MATERIAL PROVIDED —
■ ■ ■ ■
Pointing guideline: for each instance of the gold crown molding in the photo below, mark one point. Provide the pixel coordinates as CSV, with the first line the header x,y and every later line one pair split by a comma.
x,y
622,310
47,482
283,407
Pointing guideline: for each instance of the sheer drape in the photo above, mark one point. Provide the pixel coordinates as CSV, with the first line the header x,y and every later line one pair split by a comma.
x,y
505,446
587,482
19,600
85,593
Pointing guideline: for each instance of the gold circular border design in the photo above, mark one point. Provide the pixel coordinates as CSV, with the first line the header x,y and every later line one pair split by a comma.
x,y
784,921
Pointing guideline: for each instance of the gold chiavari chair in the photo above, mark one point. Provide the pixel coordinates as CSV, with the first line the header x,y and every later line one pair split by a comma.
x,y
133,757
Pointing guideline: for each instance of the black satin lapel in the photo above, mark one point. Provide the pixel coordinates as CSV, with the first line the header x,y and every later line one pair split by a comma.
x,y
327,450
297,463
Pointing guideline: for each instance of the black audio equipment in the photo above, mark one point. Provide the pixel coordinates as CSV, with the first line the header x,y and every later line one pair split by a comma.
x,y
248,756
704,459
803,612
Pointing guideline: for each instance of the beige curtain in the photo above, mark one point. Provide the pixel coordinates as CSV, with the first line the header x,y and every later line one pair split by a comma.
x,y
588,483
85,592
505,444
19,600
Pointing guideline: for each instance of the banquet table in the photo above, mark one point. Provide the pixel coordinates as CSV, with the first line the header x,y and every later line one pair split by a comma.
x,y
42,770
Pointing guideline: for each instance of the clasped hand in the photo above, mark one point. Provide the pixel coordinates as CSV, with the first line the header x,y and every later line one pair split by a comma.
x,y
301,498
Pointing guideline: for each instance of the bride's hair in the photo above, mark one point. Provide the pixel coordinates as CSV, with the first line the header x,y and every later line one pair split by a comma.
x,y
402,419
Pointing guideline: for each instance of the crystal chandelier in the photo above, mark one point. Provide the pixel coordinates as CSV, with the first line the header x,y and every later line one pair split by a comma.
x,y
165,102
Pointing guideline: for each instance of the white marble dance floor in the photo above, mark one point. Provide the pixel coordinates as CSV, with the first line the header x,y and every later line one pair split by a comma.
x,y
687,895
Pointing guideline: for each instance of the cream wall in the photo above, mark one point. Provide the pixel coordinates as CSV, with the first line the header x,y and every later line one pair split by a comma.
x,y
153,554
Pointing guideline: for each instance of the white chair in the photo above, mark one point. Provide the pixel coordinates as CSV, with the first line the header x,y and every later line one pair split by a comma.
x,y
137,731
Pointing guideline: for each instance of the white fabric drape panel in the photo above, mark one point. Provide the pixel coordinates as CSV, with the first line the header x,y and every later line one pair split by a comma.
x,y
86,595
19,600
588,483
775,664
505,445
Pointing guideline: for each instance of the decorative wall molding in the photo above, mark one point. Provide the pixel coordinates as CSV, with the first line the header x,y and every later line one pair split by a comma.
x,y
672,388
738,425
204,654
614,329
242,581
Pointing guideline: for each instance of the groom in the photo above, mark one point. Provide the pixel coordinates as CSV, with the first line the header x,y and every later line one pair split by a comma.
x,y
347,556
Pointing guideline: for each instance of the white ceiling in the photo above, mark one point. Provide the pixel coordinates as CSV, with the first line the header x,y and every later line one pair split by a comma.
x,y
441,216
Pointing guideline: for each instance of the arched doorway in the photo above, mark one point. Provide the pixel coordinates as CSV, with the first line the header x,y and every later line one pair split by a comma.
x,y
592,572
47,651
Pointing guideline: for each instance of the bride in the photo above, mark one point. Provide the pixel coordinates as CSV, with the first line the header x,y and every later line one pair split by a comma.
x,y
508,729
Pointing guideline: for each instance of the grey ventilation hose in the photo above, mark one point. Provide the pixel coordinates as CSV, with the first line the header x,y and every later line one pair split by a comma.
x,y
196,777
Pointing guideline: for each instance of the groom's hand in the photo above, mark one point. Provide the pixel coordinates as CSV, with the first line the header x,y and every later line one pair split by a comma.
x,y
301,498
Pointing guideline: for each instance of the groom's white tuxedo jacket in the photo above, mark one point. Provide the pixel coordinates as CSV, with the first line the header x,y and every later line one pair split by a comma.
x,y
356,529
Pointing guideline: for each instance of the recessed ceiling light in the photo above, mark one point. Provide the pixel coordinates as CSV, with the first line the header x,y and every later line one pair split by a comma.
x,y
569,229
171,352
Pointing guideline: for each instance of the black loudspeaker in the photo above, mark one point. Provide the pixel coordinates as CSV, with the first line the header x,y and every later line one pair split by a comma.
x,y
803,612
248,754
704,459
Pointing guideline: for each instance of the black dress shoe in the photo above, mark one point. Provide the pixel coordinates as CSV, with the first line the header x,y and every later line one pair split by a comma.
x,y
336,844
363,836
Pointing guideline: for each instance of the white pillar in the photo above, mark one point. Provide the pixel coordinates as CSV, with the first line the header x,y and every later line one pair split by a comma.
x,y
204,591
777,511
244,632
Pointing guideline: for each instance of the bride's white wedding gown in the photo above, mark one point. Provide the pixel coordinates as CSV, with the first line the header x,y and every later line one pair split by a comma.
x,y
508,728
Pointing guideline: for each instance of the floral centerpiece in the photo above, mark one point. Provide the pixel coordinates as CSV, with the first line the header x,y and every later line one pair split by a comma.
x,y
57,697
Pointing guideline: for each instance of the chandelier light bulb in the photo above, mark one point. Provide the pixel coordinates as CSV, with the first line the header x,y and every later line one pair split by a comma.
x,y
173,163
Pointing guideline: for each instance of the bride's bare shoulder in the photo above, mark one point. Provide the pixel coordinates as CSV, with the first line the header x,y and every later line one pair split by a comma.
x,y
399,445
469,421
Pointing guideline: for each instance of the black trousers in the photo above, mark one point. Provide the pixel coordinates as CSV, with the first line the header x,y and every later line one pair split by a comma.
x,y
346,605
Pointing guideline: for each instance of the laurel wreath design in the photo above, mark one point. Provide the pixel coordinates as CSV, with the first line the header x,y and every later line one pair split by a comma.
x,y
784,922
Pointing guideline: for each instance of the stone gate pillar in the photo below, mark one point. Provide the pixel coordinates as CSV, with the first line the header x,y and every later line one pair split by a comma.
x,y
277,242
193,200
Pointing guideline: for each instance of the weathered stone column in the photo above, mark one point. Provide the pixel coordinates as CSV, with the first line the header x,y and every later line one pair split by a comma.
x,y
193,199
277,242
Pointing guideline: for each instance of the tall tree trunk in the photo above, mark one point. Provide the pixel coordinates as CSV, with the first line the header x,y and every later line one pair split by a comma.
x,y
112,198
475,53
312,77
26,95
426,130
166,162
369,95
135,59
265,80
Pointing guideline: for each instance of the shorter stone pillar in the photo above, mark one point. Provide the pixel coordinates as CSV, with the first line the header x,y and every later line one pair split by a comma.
■ ■ ■ ■
Go through the data and return every record exactly.

TASK RESPONSE —
Pointing guideline: for each instance of the gold crown molding in the photo below, mark one point. Provide the pixel coordinates as CSV, with the first line the header x,y and every later line one pair split by a comma.
x,y
622,310
47,482
283,407
Pointing guideline: for each instance of the sheer drape in the photo above, mark one point. Provide the pixel coordinates as CSV, with the first line the header x,y and every later line one pair split by a comma.
x,y
505,446
587,482
19,600
85,593
Pointing guideline: for each instance of the gold circular border design in the photo above, mark one point. Provide the pixel coordinates as CSV, with the first line the header x,y and every later line one pair split by a comma.
x,y
784,921
Pointing guideline: for each instance of the gold chiavari chair in the photo above, mark one point. Provide the pixel coordinates as CSV, with the first line the header x,y and every later line one pair split by a comma.
x,y
133,757
Pointing guideline: for each instance of the black satin lapel in the photo above, mark one point. Provide the pixel coordinates as CSV, with the first line the header x,y and every later line one pair split by a comma.
x,y
327,450
297,463
Pointing guideline: for each instance of the black audio equipment in the photo above, mark one point. Provide the pixel coordinates as CSV, with the first line the header x,y and every later line one pair split by a comma.
x,y
248,756
704,459
803,612
Pointing guideline: for each instance of the beige curtain in the photo above, mark one point. Provide the pixel coordinates as CSV, with the first line the header x,y and every later line one pair split by a comma.
x,y
588,483
85,592
505,444
19,600
Pointing guideline: for each instance of the banquet table in the photo above, mark one point. Provide the pixel coordinates as CSV, with the first line the header x,y and every later line one pair split by a comma.
x,y
42,770
Pointing guideline: for each instance of the clasped hand in the photo above, mark one point. Provide the pixel coordinates as CSV, with the first line the header x,y and every later line one pair split by a comma.
x,y
301,498
Pointing guideline: for each instance of the bride's hair in the photo above, mark one point. Provide the pixel coordinates as CSV, with the first line the header x,y and every later line one pair split by a comma.
x,y
402,419
Pointing guideline: for each instance of the crystal chandelier in the photo above, mark one point. Provide the pixel coordinates as CSV, with the first line the header x,y and every later line one pair split by a comma.
x,y
165,102
Pointing guideline: for each instance of the white marble dance floor in the photo above, mark one point. Provide the pixel coordinates as CSV, with the first line the header x,y and every later line one pair split by a comma.
x,y
687,895
Pointing guideline: for each instance of the cream wall in the photo above, mark one point. Provide the pixel coordinates as CSV, with the first line the header x,y and every later line one pair split by a comma.
x,y
153,554
Pointing guideline: for each instance of the white chair in the photo above, mark one point. Provide the pixel coordinates as CSV, with the first line the header x,y and every later line one pair split by a comma.
x,y
137,731
Pointing guideline: for each instance of the white fabric drape panel in the photo above, mark one point. Provide the pixel coordinates as CSV, with the first line the header x,y and every later line one pair split by a comma.
x,y
86,595
19,600
588,483
775,664
505,445
Pointing guideline: for each instance of the decorative wall molding in the photo above, mark one point. Provide the pixel coordinates as CSV, with the first line the header x,y and every later line one pair split by a comma.
x,y
672,388
738,425
204,654
614,329
242,581
Pointing guideline: for each instance of the groom in the photo above, mark one point. Provide the pixel coordinates as CSV, with the first line the header x,y and every later line one pair split by a comma.
x,y
347,556
Pointing guideline: for each instance of the white ceiling in the photo above, mark one point. Provide the pixel coordinates as CSV, with the first line the header x,y and every later line one pair split by a comma.
x,y
441,216
Pointing guideline: for each instance of the arched doorway in the photo above, mark one point. Provide the pixel coordinates as CSV, with the first line the header x,y and every later line one pair split by a comma.
x,y
592,572
47,651
Pointing guideline: for each instance of the bride in the photo above, mark one point. Provide the pixel coordinates as CSV, with the first line the header x,y and every later line one pair split by a comma.
x,y
508,729
Pointing guideline: for each instance of the grey ventilation hose in the photo above, mark one point. Provide the pixel coordinates as CSV, with the first line the header x,y and every later line one pair split by a comma.
x,y
196,777
Pointing guideline: for each instance of the groom's hand in the photo above, mark one point. Provide the pixel coordinates as CSV, with the first line the header x,y and every later line one pair split by a comma.
x,y
301,498
Pointing guideline: for each instance of the groom's white tuxedo jacket in the photo above, mark one point. Provide the pixel coordinates as CSV, with the first line the header x,y and every later line one pair split by a comma.
x,y
356,529
Pointing guideline: for each instance of the recessed ceiling light in the photo above, mark one point. Provide the pixel coordinates as CSV, with the first line the header x,y and every later line one pair split by a comma.
x,y
569,229
171,352
Pointing guideline: for each instance of the black loudspeaker in the photo above, mark one point. Provide the pixel coordinates as CSV, with the first line the header x,y and every later line one pair split by a comma.
x,y
803,612
248,754
704,459
Pointing guideline: for each instance of the black dress shoe in the photo above, mark one point. Provide the pixel coordinates as CSV, with the first line the header x,y and every later line one pair split by a comma.
x,y
336,844
363,836
Pointing guideline: for each instance of the white pillar in the photo above, mark one point. Provide the pixel coordinates as CSV, with the first line the header x,y and every later line one pair split by a comma.
x,y
204,591
777,511
244,632
Pointing guideline: for each instance of the bride's white wedding gown in the photo above, mark one point. Provide the pixel coordinates as CSV, with the first line the header x,y and every later line one pair split by a comma.
x,y
508,728
Pointing guideline: for each instance of the floral centerpiece in the photo above, mark one point. Provide the pixel coordinates as CSV, with the first line the header x,y and every later line one pair split by a comma.
x,y
57,697
Pointing guideline: for each instance of the chandelier light bulb in the photo above, mark one point. Provide the pixel coordinates as CSV, with the first line the header x,y and every later line one pair split by a comma.
x,y
173,163
Pointing guideline: for each instance of the bride's bare shoulder in the photo above, mark one point. Provide the pixel coordinates as CSV, with the first line the header x,y and every later line one pair split by a comma.
x,y
399,445
469,421
Pointing guideline: for each instance of the black trousers in the photo above, mark one point. Provide the pixel coordinates as CSV, with the first line the header x,y and every later line one pair split by a comma.
x,y
346,605
Pointing guideline: for each instance of the laurel wreath design in the photo above, mark one point. Provide the pixel coordinates as CSV, with the first line the header x,y and every later line one pair split by a comma.
x,y
784,922
Pointing guideline: for each instance of the stone gate pillar in the photo below, mark one point. Provide the pixel coordinates as CSV, with the first line the header x,y and every later line one pair split by a comma.
x,y
277,242
193,200
Pointing guideline: for each instance of the weathered stone column in the photo above, mark one point. Provide the pixel coordinates as CSV, with the first line the header x,y and every later line one pair split by a comma.
x,y
193,199
277,242
Pointing guideline: for each instance of the tall tree trunk in the photo above, mark one point. Provide the pixel coordinates as CSV, with the first line the header x,y and every later line one pair split by a comma.
x,y
112,198
475,53
312,77
26,95
426,130
166,162
369,95
135,59
265,80
Pointing guideline: for each instance of the shorter stone pillar in the photo above, mark one point. Provide the pixel coordinates as CSV, with the first line the header x,y and every later line one pair split by a comma.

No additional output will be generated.